Darussalaf
Darussalaf oleh Admin

benarkah, tidaklah wajib bagi kita untuk taat kepada pemimpin suatu daerah karena kita warga dari daerah lain??!!

10 tahun yang lalu
baca 5 menit
Benarkah, Tidaklah Wajib Bagi Kita Untuk Taat kepada Pemimpin suatu Daerah karena Kita Warga dari Daerah Lain??!!

Benarkah, tidaklah wajib bagi kita untuk taat kepada pemimpin suatu daerah karena kita warga dari daerah lain??!!

بسم الله الرحمن الرحيم

Segala puji hanya milik Allah تعالى, dan semoga shalawat dan salam senantiasa tercurah kepada Rasulullah beserta keluarga, para shahabat dan setiap orang yang mengikuti petunjuk beliau. Amma ba’du:

Ini adalah pertanyaan dari sebagian Da’i Salafy di Indonesia, kami ajukan kepada Syaikh dan Bapak kami Al-Mujahid Al-‘Allamah Muhammad bin Abdillah Al-Imam حفظه الله:

Salah seorang da’i turotsy di Indonesia berkata: ”Yang diwajibkan taat kepada pemimpin pada suatu daerah hanyalah penduduk daerah tersebut. Adapun warga dari luar daerah tersebut tidaklah diharuskan untuk taat kepada pemimpin tersebut, tidak secara sya’i tidak pula secara undang-undang. Semua warga hanyalah diwajibkan taat kepada pemerintah yang tertinggi, yaitu Presiden. Oleh karena itu, apabila ada warga dari luar daerah pemerintah tersebut membicarakan pemerintah itu maka itu tidak menjadi masalah.”

Pertanyaannya: Apakah perkataan ini benar lalu bisa dijadikan sebagai kaedah yang benar?

> Bahan yang Disediakan:
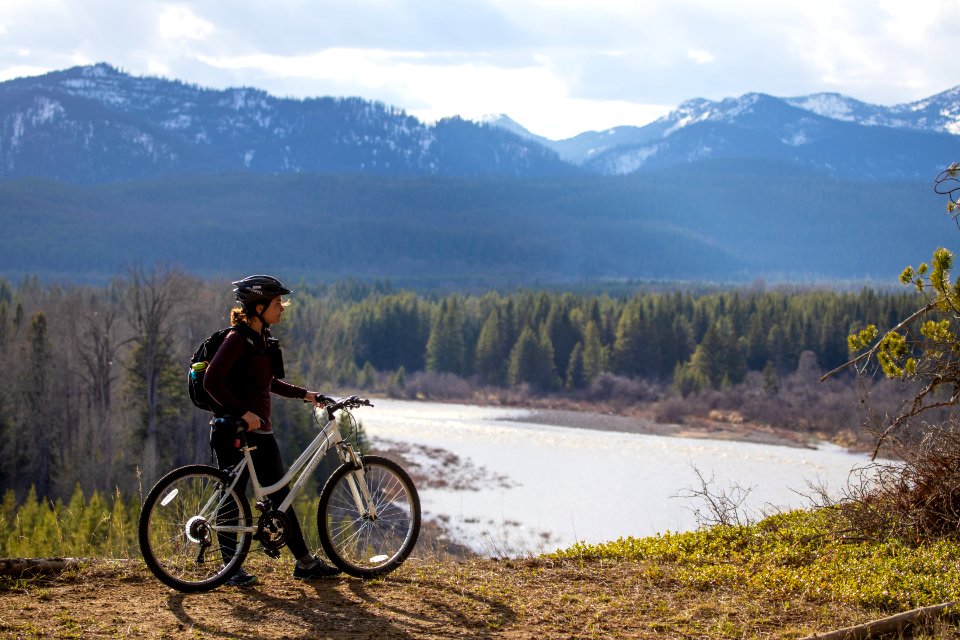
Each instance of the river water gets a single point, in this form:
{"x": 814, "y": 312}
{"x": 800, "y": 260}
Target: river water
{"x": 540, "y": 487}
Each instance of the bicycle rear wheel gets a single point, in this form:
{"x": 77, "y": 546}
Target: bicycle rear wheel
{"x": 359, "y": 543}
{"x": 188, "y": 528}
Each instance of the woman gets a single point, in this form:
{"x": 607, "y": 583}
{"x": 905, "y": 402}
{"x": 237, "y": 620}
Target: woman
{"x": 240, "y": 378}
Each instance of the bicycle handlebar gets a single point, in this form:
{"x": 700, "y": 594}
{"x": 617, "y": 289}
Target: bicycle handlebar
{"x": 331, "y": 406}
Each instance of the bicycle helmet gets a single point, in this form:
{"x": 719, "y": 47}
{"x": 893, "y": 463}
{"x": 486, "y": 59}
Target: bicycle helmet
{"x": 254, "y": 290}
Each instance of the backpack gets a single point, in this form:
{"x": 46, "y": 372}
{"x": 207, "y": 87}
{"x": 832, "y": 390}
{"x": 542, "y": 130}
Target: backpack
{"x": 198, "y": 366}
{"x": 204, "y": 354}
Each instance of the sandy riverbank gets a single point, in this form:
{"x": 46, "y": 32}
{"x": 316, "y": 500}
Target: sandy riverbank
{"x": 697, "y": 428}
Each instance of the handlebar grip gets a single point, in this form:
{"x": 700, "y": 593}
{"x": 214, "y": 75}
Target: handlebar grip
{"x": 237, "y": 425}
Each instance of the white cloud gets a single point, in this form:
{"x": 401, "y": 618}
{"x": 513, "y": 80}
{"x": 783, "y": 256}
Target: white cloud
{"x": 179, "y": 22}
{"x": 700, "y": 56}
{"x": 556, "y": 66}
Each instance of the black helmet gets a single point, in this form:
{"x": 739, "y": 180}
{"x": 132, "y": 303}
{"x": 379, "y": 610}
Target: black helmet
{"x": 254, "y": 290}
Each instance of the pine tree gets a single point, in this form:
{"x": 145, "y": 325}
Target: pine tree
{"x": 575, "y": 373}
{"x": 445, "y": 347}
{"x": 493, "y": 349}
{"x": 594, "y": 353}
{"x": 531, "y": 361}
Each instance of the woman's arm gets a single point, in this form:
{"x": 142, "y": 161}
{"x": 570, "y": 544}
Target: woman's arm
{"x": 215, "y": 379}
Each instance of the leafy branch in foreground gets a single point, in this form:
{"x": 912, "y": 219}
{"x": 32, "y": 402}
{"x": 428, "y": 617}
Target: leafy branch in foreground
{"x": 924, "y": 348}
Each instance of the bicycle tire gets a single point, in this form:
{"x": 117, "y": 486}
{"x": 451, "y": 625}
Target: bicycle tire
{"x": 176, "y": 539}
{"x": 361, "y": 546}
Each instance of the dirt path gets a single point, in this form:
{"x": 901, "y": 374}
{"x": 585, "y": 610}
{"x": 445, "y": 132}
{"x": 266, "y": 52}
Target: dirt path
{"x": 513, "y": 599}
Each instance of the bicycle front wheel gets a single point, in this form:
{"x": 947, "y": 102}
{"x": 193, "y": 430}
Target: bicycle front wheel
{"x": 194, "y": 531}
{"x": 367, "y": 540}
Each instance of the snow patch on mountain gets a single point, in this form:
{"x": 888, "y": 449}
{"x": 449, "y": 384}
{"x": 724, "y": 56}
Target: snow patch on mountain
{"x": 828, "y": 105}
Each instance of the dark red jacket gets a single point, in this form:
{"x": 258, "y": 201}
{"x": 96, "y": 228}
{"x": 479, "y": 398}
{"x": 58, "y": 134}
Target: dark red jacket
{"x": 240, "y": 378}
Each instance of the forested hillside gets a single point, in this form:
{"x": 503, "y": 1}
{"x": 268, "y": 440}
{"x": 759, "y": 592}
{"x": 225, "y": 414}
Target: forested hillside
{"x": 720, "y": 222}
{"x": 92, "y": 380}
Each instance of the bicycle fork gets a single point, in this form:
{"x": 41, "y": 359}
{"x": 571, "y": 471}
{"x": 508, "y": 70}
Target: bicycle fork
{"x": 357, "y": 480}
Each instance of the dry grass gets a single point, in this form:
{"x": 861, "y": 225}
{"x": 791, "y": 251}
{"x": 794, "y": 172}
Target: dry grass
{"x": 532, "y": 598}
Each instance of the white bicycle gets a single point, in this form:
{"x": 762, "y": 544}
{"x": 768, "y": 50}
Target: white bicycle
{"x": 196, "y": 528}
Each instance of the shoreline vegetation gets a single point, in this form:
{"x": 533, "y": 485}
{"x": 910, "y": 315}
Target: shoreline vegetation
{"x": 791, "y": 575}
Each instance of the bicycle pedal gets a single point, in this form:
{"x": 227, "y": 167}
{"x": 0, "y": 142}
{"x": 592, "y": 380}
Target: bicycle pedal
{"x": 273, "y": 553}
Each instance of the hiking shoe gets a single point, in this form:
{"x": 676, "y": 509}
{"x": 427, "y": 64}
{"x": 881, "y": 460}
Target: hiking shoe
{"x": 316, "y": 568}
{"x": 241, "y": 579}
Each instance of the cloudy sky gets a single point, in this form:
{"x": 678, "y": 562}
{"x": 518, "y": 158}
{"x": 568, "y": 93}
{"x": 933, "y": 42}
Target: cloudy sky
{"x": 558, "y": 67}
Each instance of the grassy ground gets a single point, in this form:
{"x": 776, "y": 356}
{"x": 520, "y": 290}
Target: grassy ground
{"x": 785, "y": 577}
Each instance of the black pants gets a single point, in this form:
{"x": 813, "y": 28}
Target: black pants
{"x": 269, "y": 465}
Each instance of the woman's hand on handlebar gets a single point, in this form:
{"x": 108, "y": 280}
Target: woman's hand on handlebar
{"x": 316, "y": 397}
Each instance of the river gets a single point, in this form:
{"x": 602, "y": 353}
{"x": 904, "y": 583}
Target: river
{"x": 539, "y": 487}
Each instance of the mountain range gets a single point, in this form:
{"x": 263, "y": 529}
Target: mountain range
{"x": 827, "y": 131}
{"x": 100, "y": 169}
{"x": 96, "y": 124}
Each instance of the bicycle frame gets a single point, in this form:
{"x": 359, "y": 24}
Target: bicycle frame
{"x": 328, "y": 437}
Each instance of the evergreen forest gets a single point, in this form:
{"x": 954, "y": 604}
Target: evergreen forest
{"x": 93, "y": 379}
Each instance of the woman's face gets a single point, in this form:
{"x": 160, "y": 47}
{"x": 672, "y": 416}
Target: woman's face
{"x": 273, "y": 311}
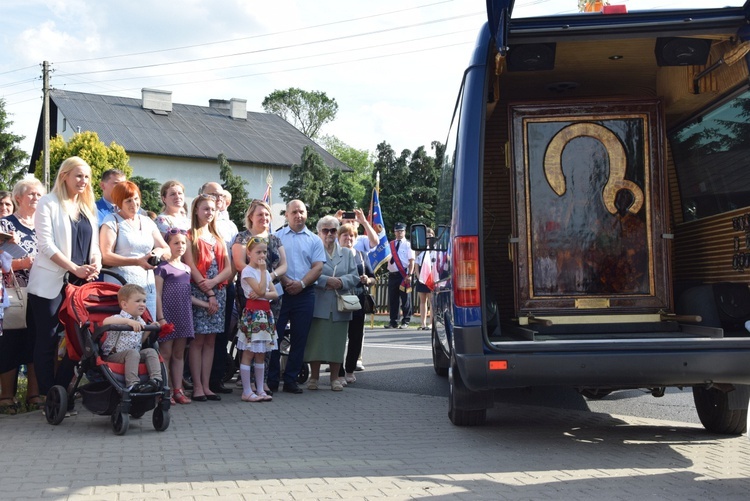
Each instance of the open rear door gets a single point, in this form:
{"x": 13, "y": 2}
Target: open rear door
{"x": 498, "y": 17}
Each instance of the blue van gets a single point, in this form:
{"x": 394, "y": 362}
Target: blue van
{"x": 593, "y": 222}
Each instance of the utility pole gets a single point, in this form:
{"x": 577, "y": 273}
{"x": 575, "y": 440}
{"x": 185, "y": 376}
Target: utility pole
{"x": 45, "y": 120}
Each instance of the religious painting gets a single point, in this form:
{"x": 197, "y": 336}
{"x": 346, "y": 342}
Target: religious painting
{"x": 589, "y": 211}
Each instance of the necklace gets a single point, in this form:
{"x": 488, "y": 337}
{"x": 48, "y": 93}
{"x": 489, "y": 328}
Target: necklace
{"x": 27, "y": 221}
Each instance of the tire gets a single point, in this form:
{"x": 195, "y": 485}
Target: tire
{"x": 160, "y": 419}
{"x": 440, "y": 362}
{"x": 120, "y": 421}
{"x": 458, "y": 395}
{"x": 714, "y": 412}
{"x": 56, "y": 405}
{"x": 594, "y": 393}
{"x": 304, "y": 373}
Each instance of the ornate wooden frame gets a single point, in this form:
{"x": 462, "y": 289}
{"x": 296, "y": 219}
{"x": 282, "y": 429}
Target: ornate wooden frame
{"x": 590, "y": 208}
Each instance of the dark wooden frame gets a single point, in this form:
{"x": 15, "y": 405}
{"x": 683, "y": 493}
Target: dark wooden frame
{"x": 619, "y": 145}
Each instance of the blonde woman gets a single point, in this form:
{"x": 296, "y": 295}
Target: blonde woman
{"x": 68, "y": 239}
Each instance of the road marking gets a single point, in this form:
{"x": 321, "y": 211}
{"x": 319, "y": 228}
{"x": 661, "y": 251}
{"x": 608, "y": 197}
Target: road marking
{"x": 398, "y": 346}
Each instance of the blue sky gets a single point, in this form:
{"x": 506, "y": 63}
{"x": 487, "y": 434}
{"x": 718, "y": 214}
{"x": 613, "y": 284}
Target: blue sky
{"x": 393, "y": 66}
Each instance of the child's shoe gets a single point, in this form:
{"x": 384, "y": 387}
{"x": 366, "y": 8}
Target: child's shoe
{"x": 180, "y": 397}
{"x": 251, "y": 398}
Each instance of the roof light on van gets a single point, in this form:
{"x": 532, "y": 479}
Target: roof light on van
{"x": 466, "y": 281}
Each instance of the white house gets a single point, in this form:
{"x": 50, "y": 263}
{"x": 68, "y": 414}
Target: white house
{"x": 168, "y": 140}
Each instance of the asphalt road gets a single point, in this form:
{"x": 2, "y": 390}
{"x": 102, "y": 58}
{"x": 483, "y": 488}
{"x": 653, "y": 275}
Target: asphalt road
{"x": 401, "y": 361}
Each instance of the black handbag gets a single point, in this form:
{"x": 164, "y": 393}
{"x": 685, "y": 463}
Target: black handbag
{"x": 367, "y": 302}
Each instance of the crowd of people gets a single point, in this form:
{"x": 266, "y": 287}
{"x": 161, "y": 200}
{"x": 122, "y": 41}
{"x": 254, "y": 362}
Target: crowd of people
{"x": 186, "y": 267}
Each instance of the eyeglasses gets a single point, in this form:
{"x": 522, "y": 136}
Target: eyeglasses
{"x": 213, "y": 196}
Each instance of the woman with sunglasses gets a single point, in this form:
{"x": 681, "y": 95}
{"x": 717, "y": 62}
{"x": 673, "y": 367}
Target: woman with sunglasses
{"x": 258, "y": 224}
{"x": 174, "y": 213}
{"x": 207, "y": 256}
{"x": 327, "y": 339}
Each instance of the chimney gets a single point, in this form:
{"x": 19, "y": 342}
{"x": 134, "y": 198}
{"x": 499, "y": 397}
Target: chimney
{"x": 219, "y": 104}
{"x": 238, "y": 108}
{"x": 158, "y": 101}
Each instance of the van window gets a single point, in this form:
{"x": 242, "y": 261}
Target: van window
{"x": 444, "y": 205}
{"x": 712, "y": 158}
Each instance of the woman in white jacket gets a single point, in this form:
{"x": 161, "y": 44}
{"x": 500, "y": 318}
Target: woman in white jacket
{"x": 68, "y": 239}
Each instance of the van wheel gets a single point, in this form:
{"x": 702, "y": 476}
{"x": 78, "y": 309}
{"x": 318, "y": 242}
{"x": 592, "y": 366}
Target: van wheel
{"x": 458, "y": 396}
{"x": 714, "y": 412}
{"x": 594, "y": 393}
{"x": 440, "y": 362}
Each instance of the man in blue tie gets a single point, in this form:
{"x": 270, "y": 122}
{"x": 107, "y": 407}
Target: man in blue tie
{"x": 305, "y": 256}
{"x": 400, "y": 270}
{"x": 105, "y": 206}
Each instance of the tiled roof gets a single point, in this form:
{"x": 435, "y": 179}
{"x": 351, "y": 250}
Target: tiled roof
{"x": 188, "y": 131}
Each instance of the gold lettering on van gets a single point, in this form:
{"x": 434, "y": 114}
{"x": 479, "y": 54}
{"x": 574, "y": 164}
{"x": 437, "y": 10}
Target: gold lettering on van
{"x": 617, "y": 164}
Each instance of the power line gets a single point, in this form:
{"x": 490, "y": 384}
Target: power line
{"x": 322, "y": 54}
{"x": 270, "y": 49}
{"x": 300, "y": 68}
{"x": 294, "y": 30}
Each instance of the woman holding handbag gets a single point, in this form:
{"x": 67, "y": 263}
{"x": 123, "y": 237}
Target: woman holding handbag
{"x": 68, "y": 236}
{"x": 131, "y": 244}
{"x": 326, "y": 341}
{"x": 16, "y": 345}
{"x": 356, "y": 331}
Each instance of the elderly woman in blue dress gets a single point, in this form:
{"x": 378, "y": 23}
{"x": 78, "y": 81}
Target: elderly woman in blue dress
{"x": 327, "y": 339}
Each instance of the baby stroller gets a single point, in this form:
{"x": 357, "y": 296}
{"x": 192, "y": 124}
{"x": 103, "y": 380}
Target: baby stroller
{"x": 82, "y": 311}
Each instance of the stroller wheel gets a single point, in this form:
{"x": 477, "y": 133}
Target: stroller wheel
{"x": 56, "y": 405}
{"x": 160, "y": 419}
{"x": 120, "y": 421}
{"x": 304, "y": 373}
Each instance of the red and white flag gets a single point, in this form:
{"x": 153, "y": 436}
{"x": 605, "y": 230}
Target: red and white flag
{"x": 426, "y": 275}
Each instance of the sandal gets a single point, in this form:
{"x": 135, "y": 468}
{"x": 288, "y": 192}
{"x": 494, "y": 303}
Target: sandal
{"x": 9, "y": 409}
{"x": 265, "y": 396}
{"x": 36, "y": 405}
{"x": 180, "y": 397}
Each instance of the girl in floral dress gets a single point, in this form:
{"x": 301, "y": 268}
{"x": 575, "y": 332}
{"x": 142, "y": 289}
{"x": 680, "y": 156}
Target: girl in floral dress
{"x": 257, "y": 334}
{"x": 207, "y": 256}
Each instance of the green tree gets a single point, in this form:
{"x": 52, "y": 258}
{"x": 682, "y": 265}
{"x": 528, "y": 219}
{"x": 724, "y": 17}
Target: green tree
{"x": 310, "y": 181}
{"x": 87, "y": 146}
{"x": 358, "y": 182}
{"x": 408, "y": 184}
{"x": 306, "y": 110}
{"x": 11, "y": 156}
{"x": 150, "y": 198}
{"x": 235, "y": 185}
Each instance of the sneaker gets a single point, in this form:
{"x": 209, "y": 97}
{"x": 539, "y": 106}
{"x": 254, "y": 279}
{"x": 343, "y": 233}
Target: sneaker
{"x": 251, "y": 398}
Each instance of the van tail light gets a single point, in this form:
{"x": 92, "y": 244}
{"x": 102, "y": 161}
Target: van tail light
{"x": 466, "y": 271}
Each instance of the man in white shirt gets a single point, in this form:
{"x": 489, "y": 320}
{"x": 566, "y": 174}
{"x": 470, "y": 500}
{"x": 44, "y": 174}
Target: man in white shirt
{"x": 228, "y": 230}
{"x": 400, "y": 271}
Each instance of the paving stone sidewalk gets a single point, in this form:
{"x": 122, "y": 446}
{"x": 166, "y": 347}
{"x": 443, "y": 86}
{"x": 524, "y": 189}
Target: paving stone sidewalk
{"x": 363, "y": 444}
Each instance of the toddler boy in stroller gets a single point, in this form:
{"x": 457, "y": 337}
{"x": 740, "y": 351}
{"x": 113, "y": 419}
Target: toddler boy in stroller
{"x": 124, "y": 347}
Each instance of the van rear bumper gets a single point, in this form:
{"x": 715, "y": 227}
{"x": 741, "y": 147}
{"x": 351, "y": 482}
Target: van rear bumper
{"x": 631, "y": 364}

> Ketentuan Tugas: Teruskan tulisan tentang ketaatan kepada pemimpin daerah, dimulai setelah kalimat terakhir yang ditampilkan. Bahan yang disediakan tidak berkaitan dengan tulisan tentang ketaatan kepada pemimpin daerah.

> Jawaban Latihan:
Jawaban:

Asy-Syaikh kita Muhammad bin Abdillah Al-Imam حفظه الله menjawab:

Segala puji hanya milik Allah subhanahu wata’ala. Aku bersaksi bahwa tidak ada sesembahan yang benar kecuali Allah تعالى, tidak ada sekutu bagi-Nya. Dan aku juga bersaksi bahwa Muhammad adalah hamba dan Rasul-Nya, semoga shalawat dan salam senantiasa tercurah kepada beliau, keluarga, dan para shahabat beliau.

Amma ba’du:

Telah diketahui bersama bahwa di dalam Al-Qur’an dan As-Sunnah terdapat suatu landasan yang sangat agung, yaitu ketaatan kepada pemerintah (muslim). Dan ketaatan kepada pemerintah tidaklah terbatas kepada pemimpin yang tertingi dan terbesar. Namun ketaatan kepada pemerintah itu mencakup juga ketaatan kepada pemimpin tertinggi dan para pemimpin yang di bawahnya, yang sudah ditunjuk olehnya.

Dalil akan hal ini sangatlah banyak, diantaranya:

يَا أَيُّهَا الَّذِينَ آمَنُوا أَطِيعُوا اللَّهَ وَأَطِيعُوا الرَّسُولَ وَأُولِي الْأَمْرِ مِنْكُمْ

“Wahai orang-orang yang beriman, taatlah kepada Allah dan Rasul-Nya serta para pemimpin diantara kalian.” (An Nisa’: 59)

Dan Rasulullah صلى الله عليه وسلم bersabda:

مَنْ أَطَاعَ أَمِيرِي فَقَدْ أَطَاعَنِي، وَمَنْ عَصَى أَمِيرِي فَقَدْ عَصَانِي

“Barang siapa yang taat kepada pemimpin yang aku tunjuk maka dia telah taat kepadaku, dan barang siapa yang tidak taat kepada pemimpin yang aku tunjuk maka dia tidak taat kepadaku.” Diriwayatkan oleh Bukhari dan Muslim dari hadits Abi Hurairah رضي الله عنه.

Maka ketaatan kepada pemerintah itu juga mencakup ketaatan kepada para pemimpin/pejabat yang telah ditunjuk untuk mengurus masyarakat. Dan prinsip inilah yang telah dipahami oleh masyarakat umum.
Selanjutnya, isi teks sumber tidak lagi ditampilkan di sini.